Mutual Fund Commentary

Intrepid Income Fund

4Q 2025

Income Fund - Performance 4Q 2025

January 4, 2026

Dear Fellow Shareholders,

The fourth quarter of 2025 proved to be a fitting conclusion to what was a strong year for credit markets. Despite intermittent bouts of volatility, risk assets finished the year on solid footing. Major equity indices continued to grind higher and closed the year near all-time highs. Credit markets also fared well. Rates ended the year relatively flat, leading to modest positive returns for investment grade bonds in the fourth quarter. High yield credit performed slightly better, with the broadly followed indices delivering returns of approximately 130-140 basis points.

High yield credit spreads saw some moderate widening at various points in the quarter, as investors reacted to risks of further trade flare ups and a less dovish Fed. High yield spreads ended the quarter about 20 basis points wide of the multi-year lows from earlier in the year, but remain tight by historical standards at around 300 basis points at year-end.

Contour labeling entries
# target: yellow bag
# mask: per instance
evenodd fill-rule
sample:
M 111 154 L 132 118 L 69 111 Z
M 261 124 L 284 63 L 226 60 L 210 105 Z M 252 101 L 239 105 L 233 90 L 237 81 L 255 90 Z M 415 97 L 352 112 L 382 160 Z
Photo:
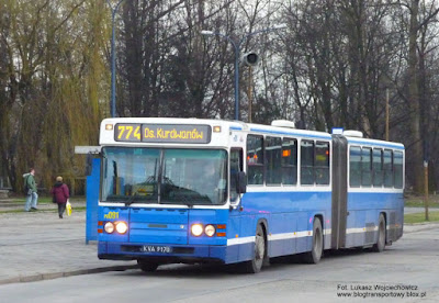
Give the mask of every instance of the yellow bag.
M 66 213 L 67 215 L 71 215 L 71 204 L 70 201 L 67 200 L 67 204 L 66 204 Z

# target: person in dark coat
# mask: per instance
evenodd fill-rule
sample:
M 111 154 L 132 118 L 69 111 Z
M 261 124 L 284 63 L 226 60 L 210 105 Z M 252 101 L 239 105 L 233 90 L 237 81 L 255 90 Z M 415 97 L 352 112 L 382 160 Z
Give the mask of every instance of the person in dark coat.
M 63 183 L 63 177 L 56 177 L 56 183 L 50 190 L 50 194 L 54 197 L 54 202 L 58 204 L 59 218 L 63 218 L 63 214 L 66 211 L 66 203 L 69 199 L 68 187 Z

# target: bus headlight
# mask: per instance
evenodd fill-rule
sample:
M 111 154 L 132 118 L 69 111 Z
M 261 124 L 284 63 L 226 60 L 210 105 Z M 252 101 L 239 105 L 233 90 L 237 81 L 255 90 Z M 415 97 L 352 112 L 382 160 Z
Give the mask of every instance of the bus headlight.
M 204 233 L 209 237 L 213 237 L 213 235 L 215 235 L 215 226 L 213 226 L 212 224 L 206 225 L 206 227 L 204 228 Z
M 192 224 L 191 233 L 195 237 L 200 237 L 203 234 L 203 225 L 201 225 L 201 224 Z
M 103 229 L 105 229 L 106 234 L 112 234 L 114 232 L 114 224 L 112 222 L 106 222 Z
M 125 234 L 126 231 L 128 231 L 128 225 L 125 222 L 116 222 L 116 232 L 119 234 Z

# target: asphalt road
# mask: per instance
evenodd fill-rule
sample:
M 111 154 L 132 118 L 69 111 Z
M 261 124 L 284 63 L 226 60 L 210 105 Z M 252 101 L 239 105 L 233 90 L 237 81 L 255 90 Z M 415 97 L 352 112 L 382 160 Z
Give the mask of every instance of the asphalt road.
M 318 265 L 281 260 L 258 274 L 162 266 L 0 285 L 0 302 L 439 302 L 439 226 L 405 233 L 382 254 L 326 254 Z

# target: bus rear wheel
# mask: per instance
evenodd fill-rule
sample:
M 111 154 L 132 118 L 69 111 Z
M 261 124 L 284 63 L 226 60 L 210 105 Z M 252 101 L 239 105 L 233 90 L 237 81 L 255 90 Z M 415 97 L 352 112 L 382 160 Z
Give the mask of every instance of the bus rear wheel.
M 313 246 L 311 251 L 305 252 L 304 261 L 307 263 L 318 263 L 323 255 L 323 232 L 322 222 L 318 217 L 314 218 L 313 223 Z
M 148 262 L 145 260 L 137 260 L 137 263 L 140 267 L 142 271 L 145 271 L 145 272 L 156 271 L 156 269 L 158 268 L 158 263 Z
M 266 235 L 262 226 L 259 224 L 256 229 L 255 237 L 255 251 L 254 258 L 249 261 L 241 263 L 241 270 L 245 273 L 258 273 L 263 265 L 263 258 L 266 257 Z
M 380 221 L 378 225 L 378 240 L 376 244 L 373 245 L 373 251 L 381 252 L 385 247 L 385 220 L 384 215 L 380 214 Z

# Short task
Please answer these questions from the Intrepid Income Fund commentary:
1. On what date is the letter dated?
2. What returns did the broadly followed high yield indices deliver in the fourth quarter?
3. At around what level did high yield spreads stand at year-end?

# The answer
1. January 4, 2026
2. Approximately 130-140 basis points
3. Around 300 basis points